Minnesota Food Alert: Raw Chicken Salmonella Alert Issued
The U.S. Department of Agriculture’s Food Safety and Inspection Service (FSIS) has issued a public health alert due to concerns about illnesses caused by Salmonella Enteritidis that may be associated with those products in Minnesota.
FSIS is investigating a Salmonella Enteritidis illness cluster with the Centers for Disease Control and Prevention (CDC) and partners. FSIS suspects that there may be a link between the frozen, raw, breaded, and pre-browned stuffed chicken products and this illness cluster based on information gathered in conjunction with the CDC and state partners. People with illness symptoms have been found from onset dates ranging from February 21, 2021 to May 7, 2021.
The Minnesota Department of Agriculture collected frozen, raw, breaded, stuffed chicken products from a retail store for testing. They tested positive for the outbreak strain of Salmonella Enteritidis. However, the production lots tested in Minnesota are not known to have been purchased by any of the people that came down with illness after eating similar foods.
There isn't enough information at this time to issue a recall, but they'll keep investigating. For now, if you purchase these sorts of foods, make sure to follow the directions for cooking them properly.
How Do I Cook The Chicken Properly?

**Data extract**:
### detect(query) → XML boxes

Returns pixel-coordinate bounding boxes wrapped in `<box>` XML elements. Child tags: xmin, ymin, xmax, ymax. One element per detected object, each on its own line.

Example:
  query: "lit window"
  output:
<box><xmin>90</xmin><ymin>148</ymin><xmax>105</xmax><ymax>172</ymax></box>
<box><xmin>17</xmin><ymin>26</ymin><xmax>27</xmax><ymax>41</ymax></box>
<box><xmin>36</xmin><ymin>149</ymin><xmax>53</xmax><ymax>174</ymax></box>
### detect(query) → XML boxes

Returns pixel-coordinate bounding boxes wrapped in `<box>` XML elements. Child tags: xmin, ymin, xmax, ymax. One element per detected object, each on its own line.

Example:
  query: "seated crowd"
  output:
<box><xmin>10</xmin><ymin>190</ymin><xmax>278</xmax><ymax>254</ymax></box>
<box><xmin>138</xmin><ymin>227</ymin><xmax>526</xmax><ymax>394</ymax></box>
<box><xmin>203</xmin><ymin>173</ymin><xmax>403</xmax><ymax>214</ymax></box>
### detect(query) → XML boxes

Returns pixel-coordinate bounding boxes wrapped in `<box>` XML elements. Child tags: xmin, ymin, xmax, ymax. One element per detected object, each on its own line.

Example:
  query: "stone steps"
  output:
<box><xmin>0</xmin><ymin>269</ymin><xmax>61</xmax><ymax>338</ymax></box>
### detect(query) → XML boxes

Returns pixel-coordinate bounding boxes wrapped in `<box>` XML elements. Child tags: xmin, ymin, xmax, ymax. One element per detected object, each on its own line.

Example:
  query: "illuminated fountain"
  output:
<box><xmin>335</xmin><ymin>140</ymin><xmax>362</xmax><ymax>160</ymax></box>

**Task instructions**:
A: Reproduce the stretch of the Salmonella alert passage from "The Minnesota Department" through "cooking them properly." word for word.
B: Write the next part of the Salmonella alert passage, picking up after its final line.

**Set of answers**:
A:
The Minnesota Department of Agriculture collected frozen, raw, breaded, stuffed chicken products from a retail store for testing. They tested positive for the outbreak strain of Salmonella Enteritidis. However, the production lots tested in Minnesota are not known to have been purchased by any of the people that came down with illness after eating similar foods.
There isn't enough information at this time to issue a recall, but they'll keep investigating. For now, if you purchase these sorts of foods, make sure to follow the directions for cooking them properly.

B:
Follow the directions on the box. Apparently, despite the giant "raw chicken" and "uncooked chicken" and cooking directions on the box, the products weren't cooked enough to kill the Salmonella.
- "Cook raw meat and poultry to safe internal temperatures before eating. The temperature to cook beef, pork, veal & lamb steaks, roasts & chops is 145 F with a 3-minute rest time, and 165 F for poultry, as determined with a food thermometer."
- When you buy the stuff from the store, make sure to get it in the freezer or refrigerator (the Chicken Kiev box says, "Cook from frozen) asap. After you cook it, make sure it gets in the fridge within two hours, or one hour if it's a day over 90 degrees.
How Do I know If I Ate Contaminated Food.
- Consumption of food contaminated with Salmonella can cause salmonellosis, one of the most common bacterial foodborne illnesses. The most common symptoms of salmonellosis are diarrhea, abdominal cramps, and fever within 6 hours to 6 days after exposure to the organism.
- The illness usually lasts 4 to 7 days. Most people recover without treatment. In some persons, however, the diarrhea may be so severe that the patient needs to be hospitalized.
- Older adults, infants, and persons with weakened immune systems are more likely to develop a severe illness. Individuals concerned about an illness should contact their health care provider.